(Data records)
□ □ □ □ □ □ □

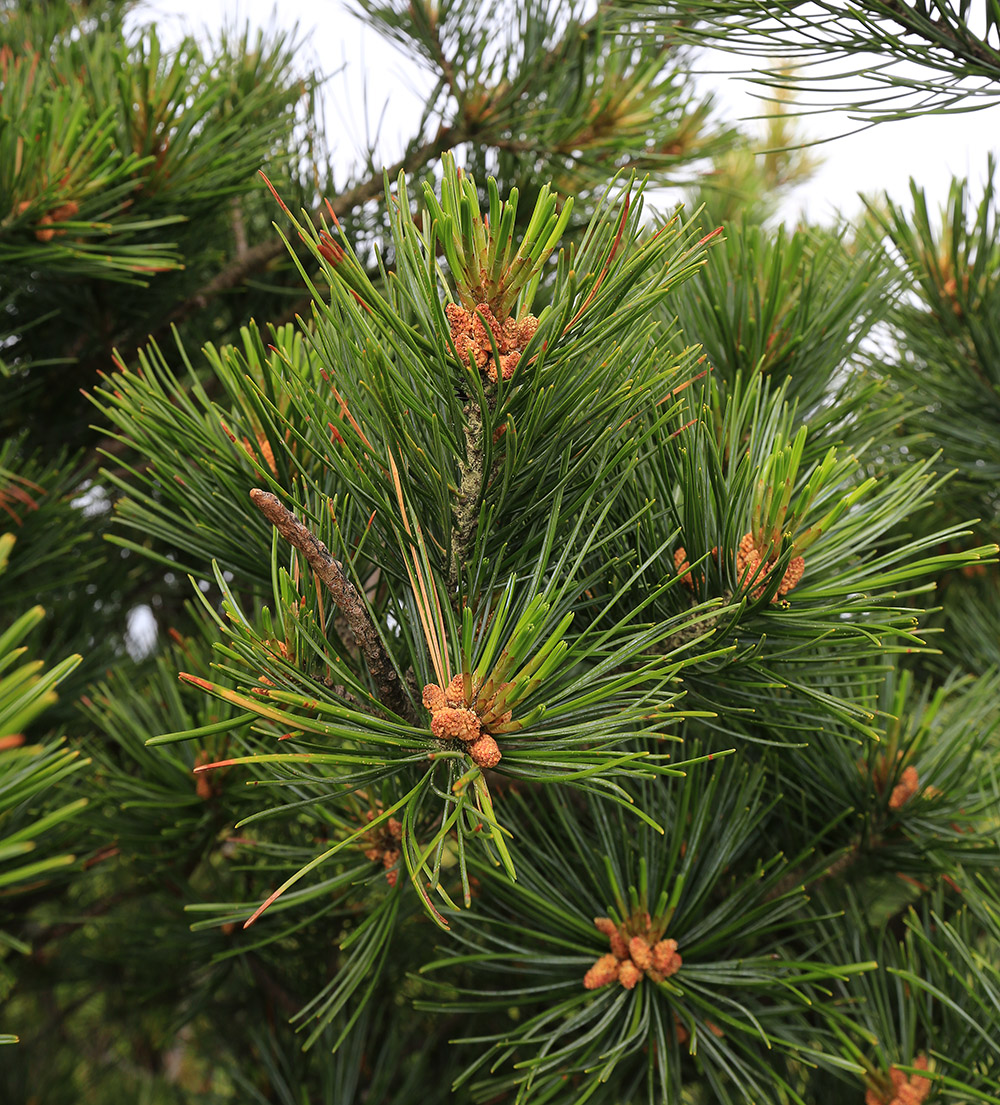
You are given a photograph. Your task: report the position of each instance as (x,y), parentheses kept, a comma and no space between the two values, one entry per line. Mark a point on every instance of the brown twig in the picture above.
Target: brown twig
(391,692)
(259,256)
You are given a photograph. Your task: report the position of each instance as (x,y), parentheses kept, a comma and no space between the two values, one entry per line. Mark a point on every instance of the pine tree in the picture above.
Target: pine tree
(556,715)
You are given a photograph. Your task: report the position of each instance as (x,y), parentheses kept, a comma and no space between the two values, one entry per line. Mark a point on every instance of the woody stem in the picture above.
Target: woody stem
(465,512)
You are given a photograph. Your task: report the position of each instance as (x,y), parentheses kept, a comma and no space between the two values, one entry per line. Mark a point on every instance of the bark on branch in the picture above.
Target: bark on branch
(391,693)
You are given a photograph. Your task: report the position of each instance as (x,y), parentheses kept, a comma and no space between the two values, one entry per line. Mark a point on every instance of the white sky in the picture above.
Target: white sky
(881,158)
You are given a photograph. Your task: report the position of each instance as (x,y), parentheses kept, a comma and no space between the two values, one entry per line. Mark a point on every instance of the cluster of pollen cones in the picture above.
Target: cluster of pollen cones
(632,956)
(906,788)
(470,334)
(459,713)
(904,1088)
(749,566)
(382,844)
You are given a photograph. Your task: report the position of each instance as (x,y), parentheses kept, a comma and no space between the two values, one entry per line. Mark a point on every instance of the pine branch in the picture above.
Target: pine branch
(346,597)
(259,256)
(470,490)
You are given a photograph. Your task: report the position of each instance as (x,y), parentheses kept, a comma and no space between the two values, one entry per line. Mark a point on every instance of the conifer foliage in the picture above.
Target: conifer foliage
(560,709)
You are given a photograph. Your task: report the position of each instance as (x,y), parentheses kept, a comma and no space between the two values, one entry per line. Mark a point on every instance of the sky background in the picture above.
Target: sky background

□ □ □ □ □ □ □

# Work required:
A faithful copy of the records above is needed, with the pictures left out.

# Answer for the task:
You are given a photograph. Your task: report the position of each instance as (x,y), parentheses kept, a comma and no space between the two values, one entry per line. Mark a point on every instance of the brown twig in the picture above.
Target: brown twig
(391,692)
(259,256)
You are given a photograph. Your task: report the position of each instance as (x,y), parentheses kept, a comma and no space between the two values, one entry per line. Mark a point on every instance of the pine tree in the picture above.
Target: pine tree
(556,715)
You are given a photograph. Your task: report the position of each instance as (x,y), parentheses kept, a comma and no space between the two values, one entry per line. Mark a point on every instance of the woody stem in the picture above.
Target: woody stem
(465,512)
You are given a photograph. Your task: report the position of each instance as (x,y), parentheses kept, a comma and no space between the two values, one entry per line. Mark a point on every instance of the bark on branch in the picture above.
Target: bark on branch
(391,693)
You are given a photograph. Your task: report the position of each instance as (x,y), parentheses kept, a comma and no space between the two values, one entry per line. Mark a point on every instance of the white sky in the picture above.
Target: white sky
(881,158)
You are given a photograph. Your task: report the position of each instance as (x,y), parentheses kept, a comma and no space between the two values, one entry per line. Mark a point on every instance of the cluster of pollen cones in the picture above.
Target: cluster of pollen cones
(632,956)
(906,788)
(470,334)
(459,713)
(904,1088)
(749,566)
(382,844)
You are given a photograph. Your task: report the position of each instance as (x,y), parentheses kept, a comma and no space between the two values, one entry per line. Mark a point on every instance of the pine branch in the picture above.
Target: pine branch
(346,597)
(259,256)
(470,490)
You are given a photograph. Your task: report the position of each instance as (x,y), parentheses kept, a comma and no space between the two values, one entry per line. Mark a point on every instance of the conifer foliage in the picture above.
Target: conifer foliage
(560,709)
You are given a photograph. Your task: report the position of each instance as (x,y), parentheses kept, a comma and no space between the two values, one entry per line. Mark a point on every instance of the sky background in the picture above.
Target: sky background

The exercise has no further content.